• TEXT EXCERPT:
= = = = =

On the Sunday Morning June 1st edition of WCCO Sunday Morning, in an interview with Esme Murphy, Jeff Johnson, MN GOP endorsed candidate for Governor of Minnesota made the statement that Minnesota came in last – in 51st place, behind the District of Columbia in economic growth.  He then qualified that, when challenged  by Murphy, to last in small business creation.

 

I cannot find ANY source which factually supports such a statement, and Johnson did not give one in the interview.  We are NOT last in any form of business creation, including small business.  Jeff Johnson appears to have told a lie to advance his candidacy for governor, one that is easily checked.

 

I have long contended that conservatives believe things which are not true, which are factually false, and asserted that this is particularly true in the area of economics.  Republican economics do not work.  Republican math does not reflect accurate or functional numerical values.
What I DID find in the course of my fact checking was a surprising figure for where Minnesota stands, in comparison to other states, from a very right wing source,one funded by the U.S. Chamber of Commerce, a far right source, and their subsidiary organization, Free Enterprise.com., which measures some 30 different economic factors.

 

Is Jeff Johnson, MN GOP endorsed candidate for governor, the model for the figure of a lying Pinocchio?

= = = = =

• STORED ROWS:

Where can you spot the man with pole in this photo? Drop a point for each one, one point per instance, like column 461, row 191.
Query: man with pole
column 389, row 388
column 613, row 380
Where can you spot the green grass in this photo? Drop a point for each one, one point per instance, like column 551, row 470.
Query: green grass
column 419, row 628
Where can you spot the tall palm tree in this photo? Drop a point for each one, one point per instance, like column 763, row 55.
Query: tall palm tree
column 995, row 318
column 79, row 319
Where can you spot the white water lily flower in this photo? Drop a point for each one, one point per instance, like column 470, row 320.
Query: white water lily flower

= = = = =

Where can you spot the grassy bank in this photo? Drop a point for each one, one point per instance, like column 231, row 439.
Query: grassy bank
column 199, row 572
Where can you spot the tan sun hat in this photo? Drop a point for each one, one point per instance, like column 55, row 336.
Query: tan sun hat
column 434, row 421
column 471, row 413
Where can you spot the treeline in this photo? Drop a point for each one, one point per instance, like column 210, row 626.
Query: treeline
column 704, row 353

= = = = =

• AIM OF THE TASK: Extend the commentary on Jeff Johnson's claim about Minnesota's economic ranking, picking up after its final sentence. The entries play no part in what follows.

• WRITTEN ANSWER:
In business creation performance, Minnesota ranked 15th
; in both the areas of infrastructure and what they term the ‘talent pipeline’ which compares the levels of education of our workforce – a key business component, Minnesota ranked 6th.

Minnesota is ranked 6th in this year’s report for its solid talent pipeline and workforce education system. The Land of 10,000 Lakes has the 2nd most educated young workforce, and its higher education system is the 4th most productive in degrees per 18- to 24-year-old.

And here is what the site said about our infrastructure – another component essential to business, including small business start ups:

While it may be known for the tragic Interstate 35 bridge collapse in 2007, Minnesota has the lowest share of structurally deficient or functionally obsolete bridges. The Governor’s Task Force on Broadband recently released a set of policy recommendations to improve deployment across the state, including targeted tax credits, expanded public access, more coordination efforts, and allowing broadband conduit to be installed in concert with highway projects.

Minnesota’s Transportation Economic Development Program offers grants to communities, covering up to 70% of the cost of transportation infrastructure installation or improvements for business expansion in targeted industries, including manufacturing and biosciences. Governor Mark Dayton has proposed continued funding for the program, citing its ability to leverage private investment, increase the tax base, and create new jobs.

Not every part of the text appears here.